= Consigne =
Rédigez la suite du texte sur l'engagement des Autochtones du Canada dans la Première Guerre mondiale, en reprenant juste après sa dernière phrase.

Au déclenchement de la guerre en 1914, le Dominion canadien sollicita la participation volontaire de la population afin de venir en aide à la Grande-Bretagne. Beaucoup de membres des Premières Nations, ainsi que des Inuits et des Métis, s’engagèrent au sein du corps expéditionnaire canadien. Cela peut sembler étrange puisqu’en 1918, les peuples autochtones étaient marginalisés au pays et le statut d’Indien les privait de tous droits citoyens. Toutefois l’attrait de l’aventure, l’intérêt envers un salaire convenable ou l’enthousiasme de la guerre poussèrent l’enrôlement volontaire de milliers d’entre eux. Tout le monde croyait que la guerre serait courte.
Les défis de ces recrues étaient nombreux. L’éloignement géographique de certaines réserves représentait un obstacle en soit. Les soldats devaient aussi faire face à la barrière linguistique et au choc culturel. En effet, la vie militaire très hiérarchisée et hermétique était à l’opposé de cultures généralement plus égalitaires. Même si les volontaires étaient nombreux, il n’existait aucun bataillon spécifiquement dédié aux Amérindiens.
En 1917, devant le manque de soldats au front, le gouvernement canadien imposa la conscription. Celle-ci appliquée aussi aux peuples autochtones suscita une forte opposition. Pourquoi l’obligation de combattre si on n’est pas considéré comme un citoyen ? La mesure venait aussi briser les clauses de traités qui assuraient le droit de combattre librement. Souvent, les agents du gouvernement eux-mêmes ne se donnaient pas la peine d’appliquer la politique en raison de l’éloignement des réserves et des barrières linguistiques. Rapidement, le gouvernement du Dominion annula la conscription outremer pour les peuples autochtones. On estime à environ 4 000 le nombre « d’Indiens inscrits » ayant pris part au conflit. En comptant les Métis, les Inuits et ceux que l’on appelait les « Indiens émancipés », ce nombre s’élèverait à environ 7 000. Tous étaient volontaires.

= Données fournies =
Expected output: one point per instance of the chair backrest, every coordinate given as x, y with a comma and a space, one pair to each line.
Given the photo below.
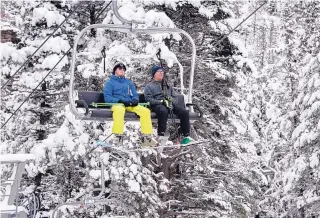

= Réponse =
Combattant aux côtés des soldats euro descendants, les « Indiens » étaient régulièrement cités pour bravoure et comme étant de bons frères d’armes. La société d’il y a 100 ans avait beau être discriminatoire, une fois dans les tranchées d’Europe, ils étaient égaux. Certains furent même reconnus à l’époque comme des héros de guerre. Le soldat le plus décoré de l’Armée canadienne en 1918, Francis Pegahmagabow était membre de la nation Anishinaabe. Ils étaient intégrés dans tous les corps de métiers, non seulement dans l’infanterie, mais aussi dans le génie, les services de santé, l’aviation, la marine…
Le retour fut difficile pour ces combattants. Au pays, ils retrouvèrent leur statut d’Indien, les replaçant dans la situation d’habitants de seconde zone. Ceux qui avaient pu voter aux élections fédérales, comme les autres soldats, perdirent leur droit de vote. Il y eut des cas de soldats qui, s’étant vu offrir des rations d’alcool avec leur bataillon, furent emprisonnés au Canada car cela contrevenait à la Loi sur les Indiens. Ils n’eurent pas non plus droit à leurs indemnités d’anciens combattants. Alors que ces derniers se voyaient octroyer des terres agricoles pour les réintégrer à la société, 160 000 hectares de ces mêmes terres avaient été confisqués aux réserves. En vérité, le gouvernement de l’époque reconnut peu l’apport des peuples autochtones au sein du corps expéditionnaire canadien et leur grande participation à l’effort de guerre. Ils seront, malgré tout, nombreux à s’engager au sein des rangs pendant la Deuxième Guerre mondiale.
Mais ça, c’est une autre histoire!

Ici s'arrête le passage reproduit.